Ejercicios:
1. Reproduce sin cambios el pasaje del texto sobre los poetas de la nueva sentimentalidad que va entre "Y quiero señalar" y "cualquier lado.", ambos incluidos.
2. Prolonga el texto sobre los poetas de la nueva sentimentalidad, empezando justo después de su última oración.

Texto extraído:
:::::

Repito, por tanto, la pregunta de otra forma: En una sociedad tecnocrática, en
la cual más del 70% de su población activa lo ocupa el sector terciario, y en
la que el cálculo del interés y la productividad supeditan cualquier
racionalidad a la sola razón instrumental, ¿se pueden seguir manejando las
dicotomías de los poetas de posguerra? Hacerlo, aparte de ingenuidad, quizá
supondría entrar en contradicción; por otro lado, no es menos cierto que
cualquier poeta que se preciara tendría que tener valor para cantar las
lindezas de ciertos políticos o la pacatería de otros. La oposición al sistema,
asimismo, cuando una gran mayoría de representantes de la nueva sentimentalidad
son poetas de cátedra, es decir, pertenecientes al mundo académico y
consecuentemente funcionarios por oposición, parece, por lo tanto, poco viable.
Y quiero señalar especialmente esta última circunstancia, pues no la he visto
desarrollada en los críticos que se ocupan de estos asuntos; circunstancia que
supone algo inédito, pues las generaciones poéticas anteriores (caso aparte la
del veintisiete), en líneas generales se mantenían ajenas a este mundillo. Las
consecuencias son obvias:
Primero, implícitamente
desautorizados para la protesta a pesar de las banderas emblemáticas de
algunos, optan por la retórica, se ponen de canto o simplemente miran para
cualquier lado.
Segundo, si dicen cantar o
expresar la vida en el poema, se constata en la mayoría de ellos (no en todos,
por descontado) un divorcio entre poesía y vida, entre ética y estética, a no
ser que entendamos por vida ciertos tópicos de barras de bares, juergas con
amiguetes, consumo de drogas blandas, el ligue fácil, la gracia insulsa, el café
de la mañana, el paseo por la tarde, las putas haciendo la calle, la mierda,
este mundo, las listezas del poeta cantor
(y encima víctima), el aburrimiento y cosas de este estilo, por descontado.

:::::

Listado de datos:
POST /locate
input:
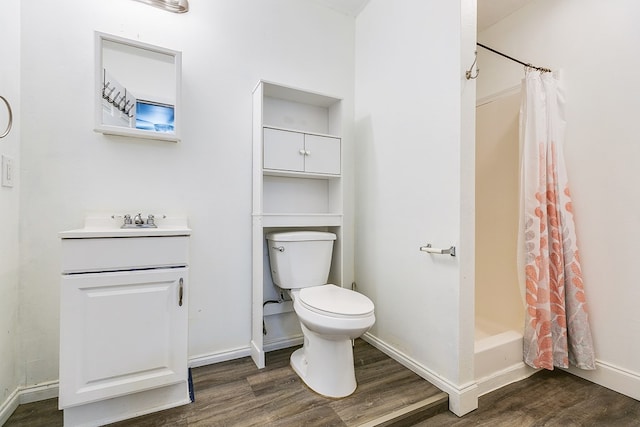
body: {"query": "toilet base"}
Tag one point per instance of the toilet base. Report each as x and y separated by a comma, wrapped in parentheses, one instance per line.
(325, 365)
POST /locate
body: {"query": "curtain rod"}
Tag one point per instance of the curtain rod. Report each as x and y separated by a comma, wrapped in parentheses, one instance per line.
(542, 69)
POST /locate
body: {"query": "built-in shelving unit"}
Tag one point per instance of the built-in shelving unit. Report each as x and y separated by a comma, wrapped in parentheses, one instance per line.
(297, 184)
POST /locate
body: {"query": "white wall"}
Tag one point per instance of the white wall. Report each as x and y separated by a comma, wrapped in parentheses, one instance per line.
(593, 42)
(10, 363)
(68, 170)
(414, 185)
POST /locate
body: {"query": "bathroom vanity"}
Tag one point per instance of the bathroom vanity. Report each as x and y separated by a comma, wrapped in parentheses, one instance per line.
(123, 319)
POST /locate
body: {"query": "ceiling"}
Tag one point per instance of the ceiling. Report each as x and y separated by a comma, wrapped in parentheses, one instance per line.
(489, 11)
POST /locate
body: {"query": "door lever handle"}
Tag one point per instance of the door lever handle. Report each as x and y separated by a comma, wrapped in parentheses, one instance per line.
(427, 248)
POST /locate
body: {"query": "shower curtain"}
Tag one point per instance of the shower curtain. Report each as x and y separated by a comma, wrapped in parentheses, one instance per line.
(556, 328)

:::::

Ejercicios resueltos:
1.
Y quiero señalar especialmente esta última circunstancia, pues no la he visto
desarrollada en los críticos que se ocupan de estos asuntos; circunstancia que
supone algo inédito, pues las generaciones poéticas anteriores (caso aparte la
del veintisiete), en líneas generales se mantenían ajenas a este mundillo. Las
consecuencias son obvias:
Primero, implícitamente
desautorizados para la protesta a pesar de las banderas emblemáticas de
algunos, optan por la retórica, se ponen de canto o simplemente miran para
cualquier lado.

2.
Tercero, de esta manera
fue fácil clavarles el rejón a los Novísimos,
pues desde ciertas azoteas, que no atalayas, es más fácil controlar los premios
literarios que dan dinero, así como hacerse con determinados foros, cargos o
subvenciones. Es la estrategia de la lucha.
Cuarto, al ser sus
círculos de influencia más o menos anchosos
según la posición de poder adquirida, también estilan la depuración sistemática
entre sus propias filas; aparecen así, a modo de pactos de sangre, ciertos loobys excluyentes, los que para un observador
imparcial resultan demasiado evidentes.
Dicho lo anterior, traigo
a colación una anécdota, risible a la vez que patética. Un poeta, aunque
vigoroso, conocido tan sólo entre pequeños círculos, y al que para no ofender
llamaré Trepario Retrepa, decidió hacerse famoso utilizando cualquier tipo de
artillería. Haciendo de pelotillero y limpiachaquetas,
comenzó a gastar grandes sumas de dinero de su bolsillo en encuentros de
confraternización; invitaba a poetas y críticos de ésos que andaban en el candelero,
y tras la consabida conferencia o lectura de poemas, les suministraba ese plato
tan típico, panacea de la cocina mediterránea: la paella. Invitaba a paellas a
diestro y siniestro. Como no era tonto, su objetivo lo tenía claro: untar
debidamente la maquinaría del jurado para conseguir uno de los premios de importancia
nacional, con el cual obtendría el espaldarazo definitivo... Pero qué tristeza
al regresar de uno de sus viajes a Valencia. Qué oprobio. Se le cayó la venda
de los ojos. Le habían dicho que todo era cuestión de tiempo y debía esperar en
la cola.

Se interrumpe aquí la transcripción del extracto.